===== PROVIDED DATA

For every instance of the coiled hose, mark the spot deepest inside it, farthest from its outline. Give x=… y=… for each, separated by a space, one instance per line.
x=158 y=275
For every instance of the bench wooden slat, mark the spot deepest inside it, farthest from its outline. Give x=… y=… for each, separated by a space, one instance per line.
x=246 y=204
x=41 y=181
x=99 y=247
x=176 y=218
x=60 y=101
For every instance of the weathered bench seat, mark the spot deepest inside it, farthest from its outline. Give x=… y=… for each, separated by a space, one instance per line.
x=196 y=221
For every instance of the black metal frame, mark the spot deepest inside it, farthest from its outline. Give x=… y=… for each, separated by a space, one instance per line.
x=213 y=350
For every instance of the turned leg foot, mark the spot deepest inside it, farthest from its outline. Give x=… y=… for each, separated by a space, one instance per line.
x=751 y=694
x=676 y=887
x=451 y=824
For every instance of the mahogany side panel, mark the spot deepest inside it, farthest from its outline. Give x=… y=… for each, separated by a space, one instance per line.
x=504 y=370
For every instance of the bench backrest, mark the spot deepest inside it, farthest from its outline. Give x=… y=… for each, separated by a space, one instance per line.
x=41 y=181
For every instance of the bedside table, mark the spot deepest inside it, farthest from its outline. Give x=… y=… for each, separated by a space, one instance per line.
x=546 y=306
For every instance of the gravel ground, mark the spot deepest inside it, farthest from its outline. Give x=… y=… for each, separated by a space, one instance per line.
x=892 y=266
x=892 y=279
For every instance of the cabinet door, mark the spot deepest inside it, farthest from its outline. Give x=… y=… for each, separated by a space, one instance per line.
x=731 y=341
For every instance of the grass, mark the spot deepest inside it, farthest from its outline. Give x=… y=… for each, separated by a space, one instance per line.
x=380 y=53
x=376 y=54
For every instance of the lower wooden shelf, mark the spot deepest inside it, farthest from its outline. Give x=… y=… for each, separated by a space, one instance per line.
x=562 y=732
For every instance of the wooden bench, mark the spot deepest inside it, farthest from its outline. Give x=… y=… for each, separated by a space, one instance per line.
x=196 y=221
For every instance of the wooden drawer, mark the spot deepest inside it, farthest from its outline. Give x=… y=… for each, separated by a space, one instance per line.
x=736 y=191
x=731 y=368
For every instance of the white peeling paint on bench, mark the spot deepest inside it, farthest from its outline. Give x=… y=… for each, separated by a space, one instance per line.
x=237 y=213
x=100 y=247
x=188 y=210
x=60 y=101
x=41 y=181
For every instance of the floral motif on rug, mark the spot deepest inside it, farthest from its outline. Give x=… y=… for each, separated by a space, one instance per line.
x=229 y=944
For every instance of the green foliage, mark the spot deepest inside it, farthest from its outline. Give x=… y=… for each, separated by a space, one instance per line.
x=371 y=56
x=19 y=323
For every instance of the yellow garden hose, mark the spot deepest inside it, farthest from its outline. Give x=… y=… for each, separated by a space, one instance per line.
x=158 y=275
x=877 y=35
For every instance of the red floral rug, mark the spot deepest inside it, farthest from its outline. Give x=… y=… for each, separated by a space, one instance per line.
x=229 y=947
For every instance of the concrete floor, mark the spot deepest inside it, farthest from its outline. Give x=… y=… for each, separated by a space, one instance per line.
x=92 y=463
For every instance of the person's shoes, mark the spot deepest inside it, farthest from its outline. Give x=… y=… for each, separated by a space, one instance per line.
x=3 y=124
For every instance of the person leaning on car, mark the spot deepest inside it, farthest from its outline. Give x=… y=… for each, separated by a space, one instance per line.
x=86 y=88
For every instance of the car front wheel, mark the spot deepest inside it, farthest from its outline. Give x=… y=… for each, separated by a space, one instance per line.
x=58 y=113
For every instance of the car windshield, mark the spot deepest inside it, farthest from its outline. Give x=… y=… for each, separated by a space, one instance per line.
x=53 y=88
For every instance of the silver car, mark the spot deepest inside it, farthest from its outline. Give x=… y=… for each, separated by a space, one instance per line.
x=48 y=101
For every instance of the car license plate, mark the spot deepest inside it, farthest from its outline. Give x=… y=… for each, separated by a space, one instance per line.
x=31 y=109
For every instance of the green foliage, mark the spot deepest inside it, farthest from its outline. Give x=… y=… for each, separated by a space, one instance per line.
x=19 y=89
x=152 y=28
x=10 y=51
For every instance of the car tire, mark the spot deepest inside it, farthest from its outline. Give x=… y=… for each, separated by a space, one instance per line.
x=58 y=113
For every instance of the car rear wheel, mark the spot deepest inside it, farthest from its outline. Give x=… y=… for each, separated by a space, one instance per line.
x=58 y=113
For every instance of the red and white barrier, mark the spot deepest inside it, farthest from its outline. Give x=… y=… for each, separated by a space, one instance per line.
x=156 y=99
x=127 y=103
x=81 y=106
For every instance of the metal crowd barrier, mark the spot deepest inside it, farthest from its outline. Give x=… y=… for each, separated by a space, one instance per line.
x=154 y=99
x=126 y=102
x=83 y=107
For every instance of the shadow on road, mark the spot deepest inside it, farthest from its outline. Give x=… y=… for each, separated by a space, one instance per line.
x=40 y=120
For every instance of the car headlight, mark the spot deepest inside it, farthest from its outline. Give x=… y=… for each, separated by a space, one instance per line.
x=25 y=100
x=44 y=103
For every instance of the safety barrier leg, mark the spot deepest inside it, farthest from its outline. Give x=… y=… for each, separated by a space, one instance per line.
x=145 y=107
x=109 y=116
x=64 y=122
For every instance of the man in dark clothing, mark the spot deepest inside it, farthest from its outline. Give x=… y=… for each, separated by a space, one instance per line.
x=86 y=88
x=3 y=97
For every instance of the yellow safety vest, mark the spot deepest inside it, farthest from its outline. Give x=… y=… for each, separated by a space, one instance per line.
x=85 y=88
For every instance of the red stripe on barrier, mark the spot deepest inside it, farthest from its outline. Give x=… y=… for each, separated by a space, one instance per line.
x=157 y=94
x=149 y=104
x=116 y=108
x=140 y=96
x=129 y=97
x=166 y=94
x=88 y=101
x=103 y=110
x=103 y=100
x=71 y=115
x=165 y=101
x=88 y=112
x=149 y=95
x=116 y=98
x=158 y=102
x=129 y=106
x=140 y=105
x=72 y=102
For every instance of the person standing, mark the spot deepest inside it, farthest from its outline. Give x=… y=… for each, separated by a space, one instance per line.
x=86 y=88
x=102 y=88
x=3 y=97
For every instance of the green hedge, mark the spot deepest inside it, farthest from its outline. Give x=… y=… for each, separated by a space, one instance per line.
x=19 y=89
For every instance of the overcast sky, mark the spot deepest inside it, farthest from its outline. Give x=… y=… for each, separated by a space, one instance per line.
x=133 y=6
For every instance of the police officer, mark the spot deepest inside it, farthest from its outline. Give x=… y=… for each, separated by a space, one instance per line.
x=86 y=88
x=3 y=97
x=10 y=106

==========

YOUR TASK: Return exactly the lines from the one containing "For every instance of the overcast" through the last line of the records above, both included, and nothing else.

TASK OUTPUT:
For every instance of the overcast sky, mark the spot deepest inside it, farthest from its outline. Give x=… y=… for each, separated by a space, one instance per line.
x=133 y=6
For every instance of the police officer, mark the spot deepest inside it, farthest from its outline. Give x=… y=… for each, separated by a space, one instance per line.
x=86 y=88
x=3 y=97
x=10 y=106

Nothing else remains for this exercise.